**課題一覧:**
(A) シェフの仕事を紹介する文書抜粋のうち、「今回紹介するシゴトはシェフです。」から「はとても長いものになります。」までを、両端の語句も含めてそのまま書き写してください。
(B) シェフの仕事を紹介する文書抜粋で、「シェフになるための特別な資格や学歴はありません」で始まる段落を、主な事実を残したまま箇条書きに改めてください。
(C) シェフの仕事を紹介する文書抜粋では、シェフの具体的な業務の例として何が挙げられていますか。

**文書抜粋:**
------
今回紹介するシゴトはシェフです。
一般的にシェフは調理をするシゴトとして、コックと混同されていることが多いと感じますが、皆さんは、シェフとコックの違いを知っていますか?
コックは料理をすることをシゴトとしている人全般をさします。それに対し、シェフは料理長をさします。シェフは基本的に厨房責任者として全体の指揮などを行います。具体的な業務の例として一つあげられるのは、メニューの開発などです。
そのため、シェフはその飲食店が人気になるか否かという大きなカギとなる存在であるため、責任がとても重たくのしかかります。
それでは具体的なシェフの職業の詳細について見ていきましょう!
シェフのなり方
シェフになるための特別な資格や学歴はありません。シェフになるには一般的に二つ方法があります。一つは調理師学校に通い、基礎を学んでからレストランやホテルで働く方法で、もう一つは中学や高校を卒業してすぐにレストランなどで働く方法です。
しかし、どちらの道に進んだとしても、コックとしての経験を積みスキルを上げる必要があり、下積み期間が必要となります。
下積み期間は雑用から始まり、徐々に調理にもかかわれるようになり、最終的に一人で任されるようになるのがゴールです。そして、そこからスーシェフのポジションになり、シェフになるのが一般的です。そのため、就職してから、シェフになるまでの道のりはとても長いものになります。
------
**項目一覧:**
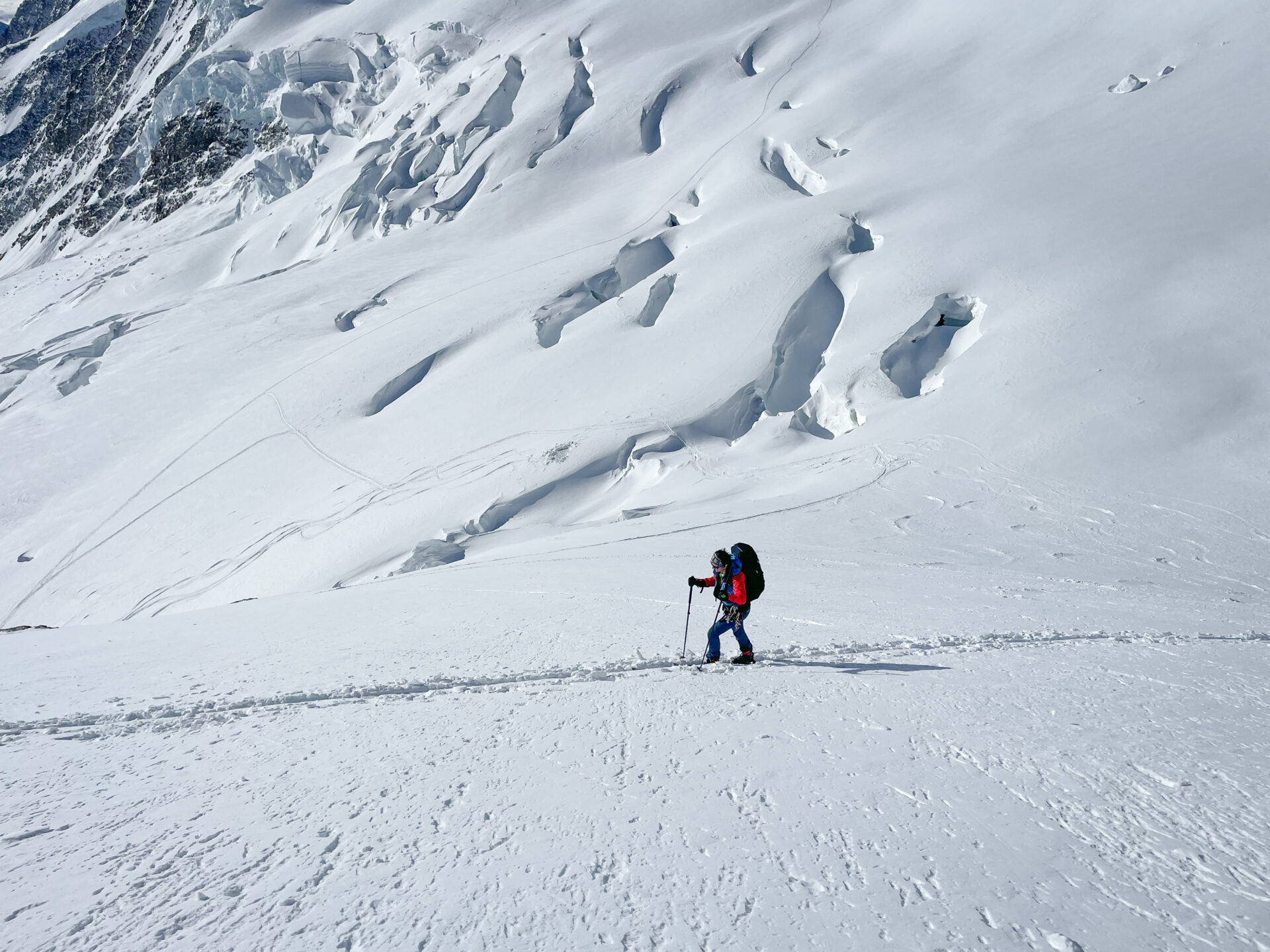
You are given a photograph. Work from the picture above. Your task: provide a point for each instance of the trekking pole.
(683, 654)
------
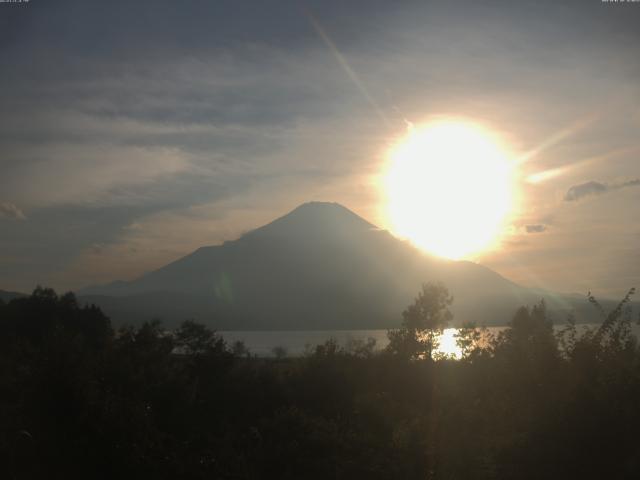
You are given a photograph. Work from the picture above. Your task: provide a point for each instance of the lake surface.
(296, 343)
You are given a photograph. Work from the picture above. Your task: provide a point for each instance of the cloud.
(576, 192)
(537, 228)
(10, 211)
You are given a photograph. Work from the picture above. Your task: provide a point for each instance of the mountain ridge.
------
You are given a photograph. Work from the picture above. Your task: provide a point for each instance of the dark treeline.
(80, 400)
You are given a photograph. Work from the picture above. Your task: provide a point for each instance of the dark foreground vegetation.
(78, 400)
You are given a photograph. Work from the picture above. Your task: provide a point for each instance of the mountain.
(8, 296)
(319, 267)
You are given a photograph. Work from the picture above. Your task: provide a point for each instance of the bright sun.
------
**解答:**
(A)
今回紹介するシゴトはシェフです。
一般的にシェフは調理をするシゴトとして、コックと混同されていることが多いと感じますが、皆さんは、シェフとコックの違いを知っていますか?
コックは料理をすることをシゴトとしている人全般をさします。それに対し、シェフは料理長をさします。シェフは基本的に厨房責任者として全体の指揮などを行います。具体的な業務の例として一つあげられるのは、メニューの開発などです。
そのため、シェフはその飲食店が人気になるか否かという大きなカギとなる存在であるため、責任がとても重たくのしかかります。
それでは具体的なシェフの職業の詳細について見ていきましょう!
シェフのなり方
シェフになるための特別な資格や学歴はありません。シェフになるには一般的に二つ方法があります。一つは調理師学校に通い、基礎を学んでからレストランやホテルで働く方法で、もう一つは中学や高校を卒業してすぐにレストランなどで働く方法です。
しかし、どちらの道に進んだとしても、コックとしての経験を積みスキルを上げる必要があり、下積み期間が必要となります。
下積み期間は雑用から始まり、徐々に調理にもかかわれるようになり、最終的に一人で任されるようになるのがゴールです。そして、そこからスーシェフのポジションになり、シェフになるのが一般的です。そのため、就職してから、シェフになるまでの道のりはとても長いものになります。

(B)
- シェフになるために特別な資格や学歴は必要ない。
- 一般的な方法は二つある。
  - 調理師学校で基礎を学んでから、レストランやホテルで働く。
  - 中学や高校を卒業してすぐに、レストランなどで働く。

(C) メニューの開発です。